Collected data entries:
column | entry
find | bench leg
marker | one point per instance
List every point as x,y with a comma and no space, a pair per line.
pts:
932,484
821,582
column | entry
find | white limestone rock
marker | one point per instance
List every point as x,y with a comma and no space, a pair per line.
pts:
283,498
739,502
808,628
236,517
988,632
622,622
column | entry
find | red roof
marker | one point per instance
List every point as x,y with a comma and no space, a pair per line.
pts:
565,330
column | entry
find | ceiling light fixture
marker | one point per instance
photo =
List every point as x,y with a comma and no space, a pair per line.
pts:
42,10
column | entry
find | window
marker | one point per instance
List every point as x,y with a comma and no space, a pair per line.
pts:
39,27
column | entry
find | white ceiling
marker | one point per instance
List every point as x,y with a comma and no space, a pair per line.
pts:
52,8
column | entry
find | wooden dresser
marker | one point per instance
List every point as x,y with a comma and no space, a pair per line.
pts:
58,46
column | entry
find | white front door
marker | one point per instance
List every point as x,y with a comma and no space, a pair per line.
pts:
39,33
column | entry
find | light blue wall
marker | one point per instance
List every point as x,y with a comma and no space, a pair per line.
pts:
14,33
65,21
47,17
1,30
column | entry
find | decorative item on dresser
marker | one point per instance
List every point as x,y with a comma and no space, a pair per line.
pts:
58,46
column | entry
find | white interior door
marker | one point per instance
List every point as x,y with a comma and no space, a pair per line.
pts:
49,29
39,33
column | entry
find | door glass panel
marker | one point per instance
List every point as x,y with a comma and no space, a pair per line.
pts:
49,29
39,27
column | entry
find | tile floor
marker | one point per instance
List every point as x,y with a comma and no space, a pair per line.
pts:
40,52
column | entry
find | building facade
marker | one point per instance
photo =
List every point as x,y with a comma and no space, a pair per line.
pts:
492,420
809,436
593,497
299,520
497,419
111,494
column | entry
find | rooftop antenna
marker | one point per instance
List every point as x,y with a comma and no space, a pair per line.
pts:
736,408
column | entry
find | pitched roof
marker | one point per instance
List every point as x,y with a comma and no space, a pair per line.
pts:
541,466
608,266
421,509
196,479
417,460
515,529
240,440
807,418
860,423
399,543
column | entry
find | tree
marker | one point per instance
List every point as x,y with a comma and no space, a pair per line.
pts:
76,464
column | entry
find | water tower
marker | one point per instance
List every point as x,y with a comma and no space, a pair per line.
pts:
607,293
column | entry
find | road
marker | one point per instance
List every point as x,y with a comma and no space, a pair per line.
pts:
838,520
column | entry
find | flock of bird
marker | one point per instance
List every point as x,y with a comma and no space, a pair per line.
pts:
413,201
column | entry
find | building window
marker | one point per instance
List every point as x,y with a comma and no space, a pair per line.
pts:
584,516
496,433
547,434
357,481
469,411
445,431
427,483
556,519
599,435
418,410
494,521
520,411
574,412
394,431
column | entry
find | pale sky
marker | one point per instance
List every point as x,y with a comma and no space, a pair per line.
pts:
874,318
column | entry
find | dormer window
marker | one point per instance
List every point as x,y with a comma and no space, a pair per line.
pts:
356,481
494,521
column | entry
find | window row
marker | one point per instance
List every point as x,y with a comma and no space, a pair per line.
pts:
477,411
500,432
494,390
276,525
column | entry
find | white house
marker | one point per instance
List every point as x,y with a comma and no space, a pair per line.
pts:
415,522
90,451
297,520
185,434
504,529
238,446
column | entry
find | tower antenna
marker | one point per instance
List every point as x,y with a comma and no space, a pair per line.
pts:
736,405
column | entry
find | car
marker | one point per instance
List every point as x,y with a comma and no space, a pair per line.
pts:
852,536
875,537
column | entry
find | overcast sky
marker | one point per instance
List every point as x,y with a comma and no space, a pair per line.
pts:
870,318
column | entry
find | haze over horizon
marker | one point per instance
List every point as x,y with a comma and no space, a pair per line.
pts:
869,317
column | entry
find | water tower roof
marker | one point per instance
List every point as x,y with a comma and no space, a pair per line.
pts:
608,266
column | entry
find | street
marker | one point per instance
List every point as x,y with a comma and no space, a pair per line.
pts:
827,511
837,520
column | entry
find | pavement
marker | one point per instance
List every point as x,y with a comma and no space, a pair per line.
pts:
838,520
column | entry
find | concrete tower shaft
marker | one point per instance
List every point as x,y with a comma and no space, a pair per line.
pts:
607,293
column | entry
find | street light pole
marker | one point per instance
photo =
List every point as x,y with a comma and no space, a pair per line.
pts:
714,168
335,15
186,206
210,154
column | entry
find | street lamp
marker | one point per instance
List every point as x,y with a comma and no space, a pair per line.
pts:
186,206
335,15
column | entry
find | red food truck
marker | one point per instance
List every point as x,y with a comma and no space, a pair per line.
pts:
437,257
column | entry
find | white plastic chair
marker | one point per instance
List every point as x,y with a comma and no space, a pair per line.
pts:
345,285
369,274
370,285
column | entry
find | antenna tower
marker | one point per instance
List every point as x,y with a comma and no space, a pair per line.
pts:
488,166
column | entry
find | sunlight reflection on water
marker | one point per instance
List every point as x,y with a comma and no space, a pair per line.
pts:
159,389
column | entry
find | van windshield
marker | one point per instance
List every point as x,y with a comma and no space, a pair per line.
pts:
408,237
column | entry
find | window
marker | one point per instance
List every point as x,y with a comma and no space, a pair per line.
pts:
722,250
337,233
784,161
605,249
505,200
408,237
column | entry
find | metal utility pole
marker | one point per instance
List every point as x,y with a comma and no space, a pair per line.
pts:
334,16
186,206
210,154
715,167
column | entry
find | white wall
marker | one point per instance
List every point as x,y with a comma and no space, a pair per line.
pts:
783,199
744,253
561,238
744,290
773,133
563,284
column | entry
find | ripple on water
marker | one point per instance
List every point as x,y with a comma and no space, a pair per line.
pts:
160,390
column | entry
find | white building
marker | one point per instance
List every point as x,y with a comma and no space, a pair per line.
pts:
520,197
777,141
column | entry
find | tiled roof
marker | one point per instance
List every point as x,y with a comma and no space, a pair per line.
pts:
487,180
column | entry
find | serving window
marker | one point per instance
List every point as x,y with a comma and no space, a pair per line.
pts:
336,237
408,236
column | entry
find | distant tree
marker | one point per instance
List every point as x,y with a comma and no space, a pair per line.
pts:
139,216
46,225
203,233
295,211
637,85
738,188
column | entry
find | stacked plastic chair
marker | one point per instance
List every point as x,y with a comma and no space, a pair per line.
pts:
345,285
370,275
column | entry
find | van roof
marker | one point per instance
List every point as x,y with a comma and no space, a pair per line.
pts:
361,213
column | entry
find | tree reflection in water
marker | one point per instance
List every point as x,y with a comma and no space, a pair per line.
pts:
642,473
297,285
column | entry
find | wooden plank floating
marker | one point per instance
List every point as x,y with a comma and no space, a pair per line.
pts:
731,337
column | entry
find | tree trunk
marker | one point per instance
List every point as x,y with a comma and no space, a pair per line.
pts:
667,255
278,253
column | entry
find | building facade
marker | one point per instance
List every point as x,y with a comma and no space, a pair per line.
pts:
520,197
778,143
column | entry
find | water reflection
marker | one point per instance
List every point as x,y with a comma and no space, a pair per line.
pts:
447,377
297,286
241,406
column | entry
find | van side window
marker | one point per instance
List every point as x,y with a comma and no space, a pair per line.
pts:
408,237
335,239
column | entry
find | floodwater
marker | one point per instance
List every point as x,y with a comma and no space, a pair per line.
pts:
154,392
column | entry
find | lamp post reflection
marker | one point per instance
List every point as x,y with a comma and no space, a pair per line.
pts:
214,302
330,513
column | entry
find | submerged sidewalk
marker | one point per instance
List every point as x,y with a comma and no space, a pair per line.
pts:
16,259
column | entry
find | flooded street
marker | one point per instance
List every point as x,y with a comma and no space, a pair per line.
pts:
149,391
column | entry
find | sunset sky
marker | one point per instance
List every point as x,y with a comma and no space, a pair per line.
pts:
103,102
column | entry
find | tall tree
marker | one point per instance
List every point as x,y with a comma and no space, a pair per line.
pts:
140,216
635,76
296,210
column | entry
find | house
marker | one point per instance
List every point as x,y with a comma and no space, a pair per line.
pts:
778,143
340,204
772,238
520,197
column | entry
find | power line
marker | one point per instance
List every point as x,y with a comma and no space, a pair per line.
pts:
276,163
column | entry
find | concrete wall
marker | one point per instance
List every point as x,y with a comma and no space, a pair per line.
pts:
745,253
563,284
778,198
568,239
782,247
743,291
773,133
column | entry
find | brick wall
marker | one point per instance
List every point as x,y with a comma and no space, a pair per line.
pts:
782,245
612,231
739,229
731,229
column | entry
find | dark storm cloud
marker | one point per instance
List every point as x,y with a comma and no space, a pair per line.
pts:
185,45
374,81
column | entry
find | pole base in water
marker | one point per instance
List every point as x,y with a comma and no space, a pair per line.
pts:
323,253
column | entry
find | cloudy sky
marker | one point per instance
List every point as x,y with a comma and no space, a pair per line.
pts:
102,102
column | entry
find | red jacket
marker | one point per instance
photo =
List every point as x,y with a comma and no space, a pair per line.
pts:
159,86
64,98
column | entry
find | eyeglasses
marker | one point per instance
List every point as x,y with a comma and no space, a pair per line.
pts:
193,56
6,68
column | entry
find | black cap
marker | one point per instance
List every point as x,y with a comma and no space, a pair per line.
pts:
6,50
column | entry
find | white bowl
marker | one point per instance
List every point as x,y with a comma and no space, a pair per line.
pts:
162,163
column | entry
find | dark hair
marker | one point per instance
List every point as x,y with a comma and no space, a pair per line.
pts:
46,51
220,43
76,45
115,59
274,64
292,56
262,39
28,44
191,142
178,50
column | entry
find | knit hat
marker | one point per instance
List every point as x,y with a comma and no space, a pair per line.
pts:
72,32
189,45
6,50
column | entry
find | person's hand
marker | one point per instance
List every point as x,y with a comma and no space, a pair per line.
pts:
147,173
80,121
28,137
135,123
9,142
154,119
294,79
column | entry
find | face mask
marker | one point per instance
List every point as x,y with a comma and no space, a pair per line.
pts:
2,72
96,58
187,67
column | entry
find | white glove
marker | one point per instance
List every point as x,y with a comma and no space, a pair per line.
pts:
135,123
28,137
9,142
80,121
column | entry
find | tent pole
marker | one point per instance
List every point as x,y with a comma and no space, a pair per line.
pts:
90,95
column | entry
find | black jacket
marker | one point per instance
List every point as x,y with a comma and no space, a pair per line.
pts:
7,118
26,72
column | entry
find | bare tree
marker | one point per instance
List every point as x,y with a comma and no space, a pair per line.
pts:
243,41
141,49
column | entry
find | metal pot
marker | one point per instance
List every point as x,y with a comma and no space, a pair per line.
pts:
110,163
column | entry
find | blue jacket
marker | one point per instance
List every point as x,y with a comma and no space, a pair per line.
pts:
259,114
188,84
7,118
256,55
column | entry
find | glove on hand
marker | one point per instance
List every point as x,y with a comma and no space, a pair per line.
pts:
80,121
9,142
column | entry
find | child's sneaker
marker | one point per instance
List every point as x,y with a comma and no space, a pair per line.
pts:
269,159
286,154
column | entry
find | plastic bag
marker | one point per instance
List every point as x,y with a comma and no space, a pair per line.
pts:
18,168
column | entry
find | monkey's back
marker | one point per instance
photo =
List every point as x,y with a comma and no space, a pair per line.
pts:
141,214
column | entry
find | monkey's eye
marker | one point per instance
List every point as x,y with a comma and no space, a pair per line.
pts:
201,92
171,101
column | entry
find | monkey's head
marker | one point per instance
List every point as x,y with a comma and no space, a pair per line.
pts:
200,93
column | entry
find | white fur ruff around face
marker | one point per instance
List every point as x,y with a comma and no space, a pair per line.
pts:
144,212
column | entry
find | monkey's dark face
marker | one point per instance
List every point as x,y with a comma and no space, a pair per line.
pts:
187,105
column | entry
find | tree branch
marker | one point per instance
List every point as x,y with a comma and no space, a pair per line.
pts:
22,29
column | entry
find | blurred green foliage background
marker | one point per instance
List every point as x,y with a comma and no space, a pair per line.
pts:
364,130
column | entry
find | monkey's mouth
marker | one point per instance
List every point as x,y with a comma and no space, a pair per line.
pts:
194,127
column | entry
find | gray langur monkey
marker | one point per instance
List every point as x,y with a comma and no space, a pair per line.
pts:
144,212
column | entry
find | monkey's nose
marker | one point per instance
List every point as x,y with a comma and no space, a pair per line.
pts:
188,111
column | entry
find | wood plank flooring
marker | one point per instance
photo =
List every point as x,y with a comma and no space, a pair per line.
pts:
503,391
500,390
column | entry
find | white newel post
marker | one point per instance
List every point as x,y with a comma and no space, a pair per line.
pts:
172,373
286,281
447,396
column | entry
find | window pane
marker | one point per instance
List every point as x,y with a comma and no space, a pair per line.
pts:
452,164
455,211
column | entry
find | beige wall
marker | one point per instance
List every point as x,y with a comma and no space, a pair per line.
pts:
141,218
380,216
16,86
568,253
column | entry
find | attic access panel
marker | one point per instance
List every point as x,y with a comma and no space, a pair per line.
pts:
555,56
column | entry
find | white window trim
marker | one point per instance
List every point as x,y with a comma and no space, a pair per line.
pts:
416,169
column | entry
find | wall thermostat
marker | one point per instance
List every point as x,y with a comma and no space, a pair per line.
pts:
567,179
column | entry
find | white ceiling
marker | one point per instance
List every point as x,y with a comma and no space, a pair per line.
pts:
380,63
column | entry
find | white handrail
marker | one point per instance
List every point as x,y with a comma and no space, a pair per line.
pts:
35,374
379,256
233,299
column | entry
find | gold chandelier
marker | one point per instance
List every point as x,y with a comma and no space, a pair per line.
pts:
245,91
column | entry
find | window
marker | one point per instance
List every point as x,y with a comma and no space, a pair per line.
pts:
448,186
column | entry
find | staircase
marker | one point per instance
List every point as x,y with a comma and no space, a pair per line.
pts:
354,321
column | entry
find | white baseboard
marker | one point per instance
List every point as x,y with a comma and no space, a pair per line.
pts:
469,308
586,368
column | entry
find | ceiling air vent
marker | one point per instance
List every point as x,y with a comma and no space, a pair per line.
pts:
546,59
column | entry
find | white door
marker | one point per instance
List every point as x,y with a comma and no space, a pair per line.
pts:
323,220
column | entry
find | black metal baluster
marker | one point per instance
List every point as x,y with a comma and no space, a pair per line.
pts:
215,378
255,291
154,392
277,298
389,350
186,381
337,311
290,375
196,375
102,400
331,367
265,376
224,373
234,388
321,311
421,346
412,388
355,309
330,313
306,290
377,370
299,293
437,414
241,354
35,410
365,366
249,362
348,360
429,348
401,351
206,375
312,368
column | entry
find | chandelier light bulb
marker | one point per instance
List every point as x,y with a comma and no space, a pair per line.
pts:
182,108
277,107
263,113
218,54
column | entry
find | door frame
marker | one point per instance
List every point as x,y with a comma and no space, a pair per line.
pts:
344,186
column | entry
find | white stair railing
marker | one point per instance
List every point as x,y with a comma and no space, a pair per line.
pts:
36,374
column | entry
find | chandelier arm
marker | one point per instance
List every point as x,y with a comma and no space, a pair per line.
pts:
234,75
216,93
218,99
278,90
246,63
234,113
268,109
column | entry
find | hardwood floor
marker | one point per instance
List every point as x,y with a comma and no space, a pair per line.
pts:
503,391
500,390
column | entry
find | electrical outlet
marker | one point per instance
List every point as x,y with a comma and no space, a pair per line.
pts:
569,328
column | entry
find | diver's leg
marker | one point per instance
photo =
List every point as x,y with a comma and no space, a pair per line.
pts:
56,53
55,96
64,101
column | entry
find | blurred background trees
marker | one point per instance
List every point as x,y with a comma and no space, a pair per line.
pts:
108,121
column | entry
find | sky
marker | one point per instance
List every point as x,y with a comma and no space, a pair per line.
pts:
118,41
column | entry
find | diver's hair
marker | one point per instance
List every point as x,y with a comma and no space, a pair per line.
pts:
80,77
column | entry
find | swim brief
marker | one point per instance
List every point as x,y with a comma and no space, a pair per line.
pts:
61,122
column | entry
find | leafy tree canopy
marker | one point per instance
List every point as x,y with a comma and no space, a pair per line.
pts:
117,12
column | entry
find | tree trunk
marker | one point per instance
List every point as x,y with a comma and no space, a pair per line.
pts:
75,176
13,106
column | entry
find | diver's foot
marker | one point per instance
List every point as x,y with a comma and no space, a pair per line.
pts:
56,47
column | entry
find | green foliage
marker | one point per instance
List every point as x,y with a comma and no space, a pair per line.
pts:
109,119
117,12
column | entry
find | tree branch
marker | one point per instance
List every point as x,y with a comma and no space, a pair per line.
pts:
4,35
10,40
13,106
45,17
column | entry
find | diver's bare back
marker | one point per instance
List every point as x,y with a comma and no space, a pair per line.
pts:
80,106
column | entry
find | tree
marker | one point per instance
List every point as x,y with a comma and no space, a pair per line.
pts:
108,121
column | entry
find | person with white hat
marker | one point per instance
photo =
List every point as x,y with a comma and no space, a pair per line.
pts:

• INSTRUCTIONS TO FOLLOW: Report how many lines in the rows above contain the string "chair". Answer with the number alone.

• TASK SOLUTION: 2